Entries shown:
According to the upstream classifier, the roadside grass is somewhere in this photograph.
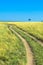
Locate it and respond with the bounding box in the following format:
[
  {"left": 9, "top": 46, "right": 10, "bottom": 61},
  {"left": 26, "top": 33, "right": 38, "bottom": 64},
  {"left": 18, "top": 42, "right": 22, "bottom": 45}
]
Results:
[
  {"left": 0, "top": 24, "right": 26, "bottom": 65},
  {"left": 14, "top": 22, "right": 43, "bottom": 41},
  {"left": 12, "top": 25, "right": 43, "bottom": 65}
]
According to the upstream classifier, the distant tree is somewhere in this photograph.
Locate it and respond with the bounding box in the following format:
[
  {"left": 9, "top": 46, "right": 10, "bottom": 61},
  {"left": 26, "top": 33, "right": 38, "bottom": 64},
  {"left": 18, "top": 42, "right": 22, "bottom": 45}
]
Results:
[
  {"left": 41, "top": 20, "right": 43, "bottom": 22},
  {"left": 28, "top": 18, "right": 31, "bottom": 21}
]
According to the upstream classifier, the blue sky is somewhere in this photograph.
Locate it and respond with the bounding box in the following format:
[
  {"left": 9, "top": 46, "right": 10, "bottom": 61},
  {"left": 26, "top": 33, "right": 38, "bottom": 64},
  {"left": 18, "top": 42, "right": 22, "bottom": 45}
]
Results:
[{"left": 0, "top": 0, "right": 43, "bottom": 21}]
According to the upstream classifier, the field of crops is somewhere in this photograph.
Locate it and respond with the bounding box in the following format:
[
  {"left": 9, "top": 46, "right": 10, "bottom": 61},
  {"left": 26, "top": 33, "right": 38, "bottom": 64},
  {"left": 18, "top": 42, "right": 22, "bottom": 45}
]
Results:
[
  {"left": 0, "top": 23, "right": 26, "bottom": 65},
  {"left": 9, "top": 22, "right": 43, "bottom": 65}
]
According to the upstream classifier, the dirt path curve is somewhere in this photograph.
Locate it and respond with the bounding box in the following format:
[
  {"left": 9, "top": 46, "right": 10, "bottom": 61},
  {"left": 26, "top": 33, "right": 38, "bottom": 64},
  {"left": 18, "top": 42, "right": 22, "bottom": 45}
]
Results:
[{"left": 9, "top": 26, "right": 35, "bottom": 65}]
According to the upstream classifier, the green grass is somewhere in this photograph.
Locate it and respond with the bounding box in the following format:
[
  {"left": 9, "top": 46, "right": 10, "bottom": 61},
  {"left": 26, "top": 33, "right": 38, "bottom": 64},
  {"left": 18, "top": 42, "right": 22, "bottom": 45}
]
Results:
[
  {"left": 0, "top": 24, "right": 26, "bottom": 65},
  {"left": 12, "top": 24, "right": 43, "bottom": 65}
]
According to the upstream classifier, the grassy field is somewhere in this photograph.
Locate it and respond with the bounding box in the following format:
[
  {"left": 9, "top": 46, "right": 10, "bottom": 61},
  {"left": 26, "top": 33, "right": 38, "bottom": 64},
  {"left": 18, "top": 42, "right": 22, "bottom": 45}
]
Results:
[
  {"left": 9, "top": 22, "right": 43, "bottom": 65},
  {"left": 0, "top": 23, "right": 26, "bottom": 65},
  {"left": 0, "top": 22, "right": 43, "bottom": 65}
]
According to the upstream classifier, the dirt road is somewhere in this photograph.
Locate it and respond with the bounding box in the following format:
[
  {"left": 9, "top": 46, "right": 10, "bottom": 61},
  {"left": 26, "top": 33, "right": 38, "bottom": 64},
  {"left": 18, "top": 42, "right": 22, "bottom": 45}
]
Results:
[{"left": 9, "top": 26, "right": 35, "bottom": 65}]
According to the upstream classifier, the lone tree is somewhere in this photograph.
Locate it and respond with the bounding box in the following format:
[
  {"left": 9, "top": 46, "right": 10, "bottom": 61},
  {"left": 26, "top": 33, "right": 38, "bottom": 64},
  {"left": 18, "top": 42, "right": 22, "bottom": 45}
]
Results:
[{"left": 28, "top": 18, "right": 31, "bottom": 21}]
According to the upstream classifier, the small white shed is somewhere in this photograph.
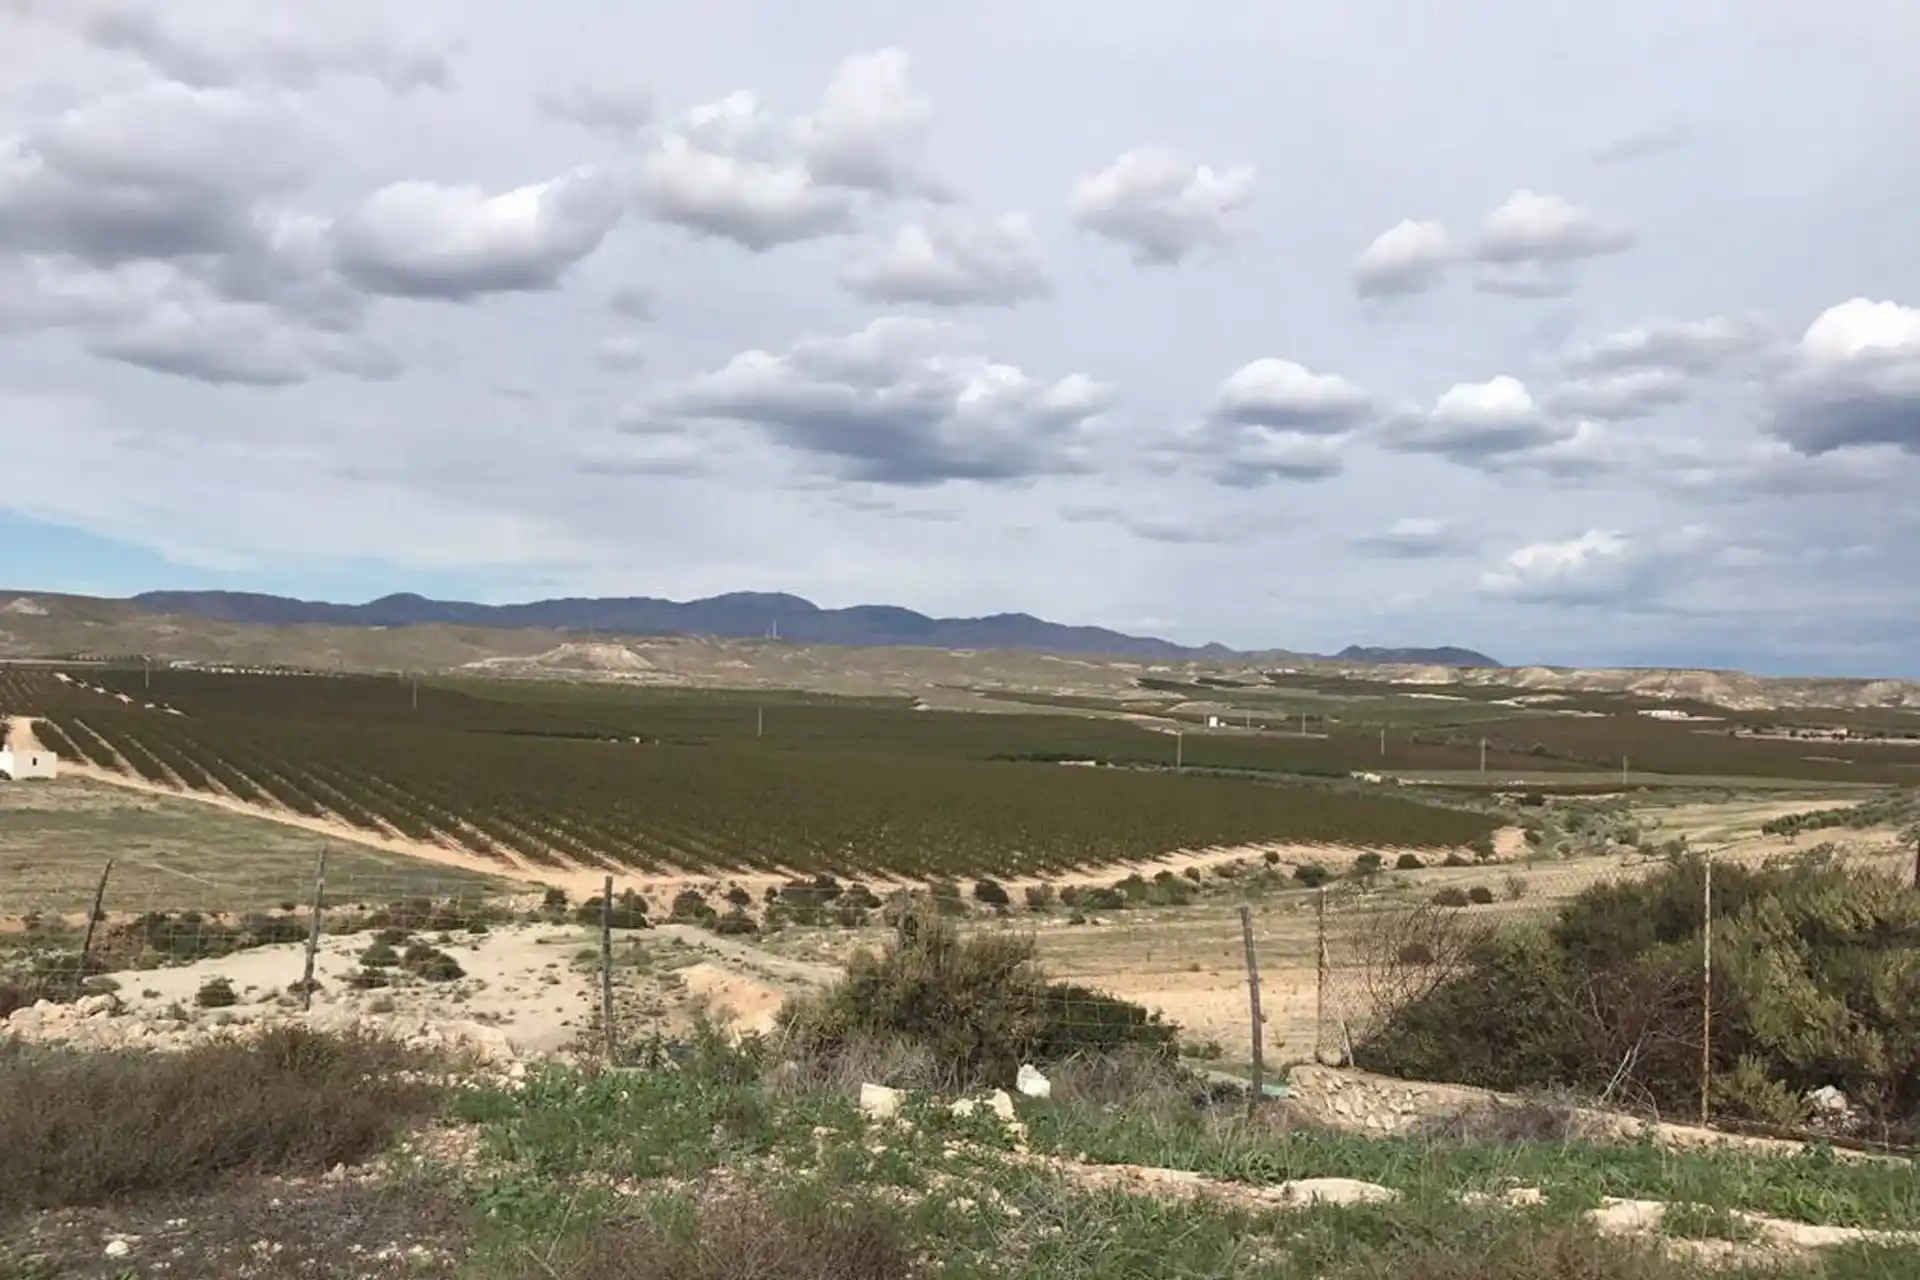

What this task involves: In the records above, find each line holding "tree" and copy it.

Answer to the exercise:
According to the upstream classifier, the distant tree is somewhere in this photograph.
According to the upstream classifier, the lone tree is somewhere in this photograph.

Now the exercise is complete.